▸ **Ziel der Übung**
Skalieren Sie in der Auflistung alle Zeilen zwischen der Zeile mit "pocket, written as integer pixel values." und der Zeile mit "(1023, 445)", beide einschließlich, und geben Sie nur diese Zeilen vollständig wieder. Multiplizieren Sie dabei jeden Wert der Pixelkoordinaten in Klammern mit 1,4 und runden Sie auf ganze Zahlen, Hälften aufwärts. Übernehmen Sie alle übrigen Zeilen unverändert.

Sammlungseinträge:
********************

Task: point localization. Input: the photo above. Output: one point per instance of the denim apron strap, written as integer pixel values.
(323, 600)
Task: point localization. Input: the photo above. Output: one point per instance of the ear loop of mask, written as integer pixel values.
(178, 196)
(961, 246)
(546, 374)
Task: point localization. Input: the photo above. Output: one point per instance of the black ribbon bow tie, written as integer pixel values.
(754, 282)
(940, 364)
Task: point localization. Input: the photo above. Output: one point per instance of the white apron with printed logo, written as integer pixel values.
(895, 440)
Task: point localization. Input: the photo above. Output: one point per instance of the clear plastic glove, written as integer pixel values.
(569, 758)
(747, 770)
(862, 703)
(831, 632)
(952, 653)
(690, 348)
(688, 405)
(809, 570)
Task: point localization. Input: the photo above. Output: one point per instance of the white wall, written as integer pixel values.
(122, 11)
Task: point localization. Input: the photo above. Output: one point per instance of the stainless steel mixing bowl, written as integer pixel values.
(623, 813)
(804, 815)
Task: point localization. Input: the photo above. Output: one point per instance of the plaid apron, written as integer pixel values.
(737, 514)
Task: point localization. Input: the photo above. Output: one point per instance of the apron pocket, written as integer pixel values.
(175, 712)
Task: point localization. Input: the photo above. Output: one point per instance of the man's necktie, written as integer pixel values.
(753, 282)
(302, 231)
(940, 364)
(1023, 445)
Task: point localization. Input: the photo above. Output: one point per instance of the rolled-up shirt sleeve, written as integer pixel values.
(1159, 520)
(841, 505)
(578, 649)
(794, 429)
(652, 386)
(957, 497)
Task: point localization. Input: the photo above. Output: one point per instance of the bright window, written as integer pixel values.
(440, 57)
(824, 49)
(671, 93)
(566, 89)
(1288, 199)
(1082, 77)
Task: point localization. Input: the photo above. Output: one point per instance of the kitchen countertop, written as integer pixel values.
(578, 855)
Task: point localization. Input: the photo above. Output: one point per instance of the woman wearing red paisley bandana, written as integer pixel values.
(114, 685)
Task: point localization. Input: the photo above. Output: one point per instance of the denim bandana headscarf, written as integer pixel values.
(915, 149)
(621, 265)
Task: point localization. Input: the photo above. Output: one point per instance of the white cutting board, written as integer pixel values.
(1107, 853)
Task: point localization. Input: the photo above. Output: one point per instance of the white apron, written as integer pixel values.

********************

▸ **Antwort**
Task: point localization. Input: the photo above. Output: one point per instance of the apron pocket, written as integer pixel values.
(245, 997)
Task: point localization. Input: the photo above. Output: one point per instance of the man's necktie, written as integer pixel values.
(1054, 395)
(423, 323)
(1316, 510)
(1432, 623)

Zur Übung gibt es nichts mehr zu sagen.